EXERCISE INSTRUCTIONS :: Can you reproduce, word for word, the records below from the line containing "the form [213,162]." through their final line, with both of those lines included?

Records:
Start

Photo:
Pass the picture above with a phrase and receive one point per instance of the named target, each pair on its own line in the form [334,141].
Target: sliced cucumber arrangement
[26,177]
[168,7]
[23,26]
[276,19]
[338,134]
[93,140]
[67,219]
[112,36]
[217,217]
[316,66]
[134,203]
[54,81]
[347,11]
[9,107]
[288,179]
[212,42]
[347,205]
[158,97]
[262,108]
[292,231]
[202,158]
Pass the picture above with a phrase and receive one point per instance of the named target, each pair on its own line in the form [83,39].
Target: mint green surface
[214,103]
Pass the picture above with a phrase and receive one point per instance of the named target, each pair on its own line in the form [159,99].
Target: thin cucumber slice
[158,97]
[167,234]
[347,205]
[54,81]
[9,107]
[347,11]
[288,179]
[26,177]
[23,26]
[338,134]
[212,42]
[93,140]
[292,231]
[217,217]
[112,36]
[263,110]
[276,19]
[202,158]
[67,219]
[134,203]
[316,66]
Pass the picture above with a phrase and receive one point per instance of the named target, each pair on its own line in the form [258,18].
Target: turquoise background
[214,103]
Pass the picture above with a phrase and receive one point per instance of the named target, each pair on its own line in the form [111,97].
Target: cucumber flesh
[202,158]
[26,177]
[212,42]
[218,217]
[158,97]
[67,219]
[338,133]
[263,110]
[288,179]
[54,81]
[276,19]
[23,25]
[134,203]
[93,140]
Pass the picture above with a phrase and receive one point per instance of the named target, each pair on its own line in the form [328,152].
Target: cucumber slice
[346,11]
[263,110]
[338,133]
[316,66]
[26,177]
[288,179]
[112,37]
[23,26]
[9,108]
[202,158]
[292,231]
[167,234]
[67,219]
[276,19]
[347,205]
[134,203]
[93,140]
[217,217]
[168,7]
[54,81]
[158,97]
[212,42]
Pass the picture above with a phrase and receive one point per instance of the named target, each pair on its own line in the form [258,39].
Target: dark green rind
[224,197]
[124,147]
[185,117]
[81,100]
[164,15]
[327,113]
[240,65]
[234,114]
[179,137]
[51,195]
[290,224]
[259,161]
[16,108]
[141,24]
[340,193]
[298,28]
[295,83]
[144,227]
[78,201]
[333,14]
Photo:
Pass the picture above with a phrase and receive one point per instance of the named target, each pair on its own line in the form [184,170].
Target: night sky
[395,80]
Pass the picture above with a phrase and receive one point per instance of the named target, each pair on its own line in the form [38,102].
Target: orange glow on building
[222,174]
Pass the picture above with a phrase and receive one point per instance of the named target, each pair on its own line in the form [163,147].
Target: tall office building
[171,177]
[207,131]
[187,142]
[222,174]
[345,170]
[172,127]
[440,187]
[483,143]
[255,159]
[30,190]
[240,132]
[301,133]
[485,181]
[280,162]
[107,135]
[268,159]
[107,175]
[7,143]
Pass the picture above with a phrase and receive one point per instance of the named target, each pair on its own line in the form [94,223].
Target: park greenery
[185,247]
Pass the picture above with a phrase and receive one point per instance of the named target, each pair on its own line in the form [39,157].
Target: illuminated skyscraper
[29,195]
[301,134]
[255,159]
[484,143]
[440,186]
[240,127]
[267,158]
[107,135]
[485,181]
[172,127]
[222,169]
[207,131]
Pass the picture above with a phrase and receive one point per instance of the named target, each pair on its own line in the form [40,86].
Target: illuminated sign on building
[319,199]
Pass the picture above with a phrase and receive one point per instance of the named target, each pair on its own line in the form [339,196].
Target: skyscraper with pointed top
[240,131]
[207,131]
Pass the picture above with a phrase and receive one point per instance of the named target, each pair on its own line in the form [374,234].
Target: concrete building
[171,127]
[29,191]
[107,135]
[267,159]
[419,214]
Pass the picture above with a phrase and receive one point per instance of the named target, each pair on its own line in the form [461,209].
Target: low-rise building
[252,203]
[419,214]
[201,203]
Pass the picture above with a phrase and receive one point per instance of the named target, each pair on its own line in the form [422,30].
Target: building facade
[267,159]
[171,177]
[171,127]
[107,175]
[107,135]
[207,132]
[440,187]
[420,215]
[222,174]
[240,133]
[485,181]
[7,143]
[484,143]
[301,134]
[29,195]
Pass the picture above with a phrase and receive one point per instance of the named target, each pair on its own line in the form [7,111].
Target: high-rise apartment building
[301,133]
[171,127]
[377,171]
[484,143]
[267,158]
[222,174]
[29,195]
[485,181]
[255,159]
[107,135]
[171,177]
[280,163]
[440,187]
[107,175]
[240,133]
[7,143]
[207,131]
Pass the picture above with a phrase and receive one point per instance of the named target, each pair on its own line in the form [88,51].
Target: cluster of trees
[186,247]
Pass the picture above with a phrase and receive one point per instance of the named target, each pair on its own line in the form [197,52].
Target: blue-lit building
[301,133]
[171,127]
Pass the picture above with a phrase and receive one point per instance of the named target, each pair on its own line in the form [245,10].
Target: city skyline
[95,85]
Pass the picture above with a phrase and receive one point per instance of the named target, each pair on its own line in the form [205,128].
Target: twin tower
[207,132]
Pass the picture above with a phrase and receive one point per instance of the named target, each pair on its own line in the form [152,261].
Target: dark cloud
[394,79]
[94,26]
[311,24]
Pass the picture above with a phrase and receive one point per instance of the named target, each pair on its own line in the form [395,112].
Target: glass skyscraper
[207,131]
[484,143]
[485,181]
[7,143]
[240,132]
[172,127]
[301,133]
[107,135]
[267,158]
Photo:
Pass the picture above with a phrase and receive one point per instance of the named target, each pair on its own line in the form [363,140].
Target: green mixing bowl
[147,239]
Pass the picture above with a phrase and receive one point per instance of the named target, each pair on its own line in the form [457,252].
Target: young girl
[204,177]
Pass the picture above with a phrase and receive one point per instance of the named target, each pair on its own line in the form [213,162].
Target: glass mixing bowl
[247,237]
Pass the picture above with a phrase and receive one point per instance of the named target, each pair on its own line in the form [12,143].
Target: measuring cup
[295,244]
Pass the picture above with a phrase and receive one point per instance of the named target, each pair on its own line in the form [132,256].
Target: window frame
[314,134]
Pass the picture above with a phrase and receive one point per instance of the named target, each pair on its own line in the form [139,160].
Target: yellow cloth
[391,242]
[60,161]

End

EXERCISE ANSWER ::
Pass the picture above with a phrase and receive one point per instance of the named target, each pair on its own line in the form [213,162].
Target: glass mixing bowl
[247,237]
Pass the picture above with a phrase and receive one point per instance of the named target, each pair on its own line in the form [12,143].
Target: measuring cup
[295,244]
Pass the picture above with a phrase and receive one point per instance of the named target, each pair on its own line in the form [132,256].
Target: window frame
[314,134]
Pass the picture above with a phrase and receive one point per instance of the named target, each pair on its own line in the form [139,160].
Target: yellow cloth
[391,242]
[60,161]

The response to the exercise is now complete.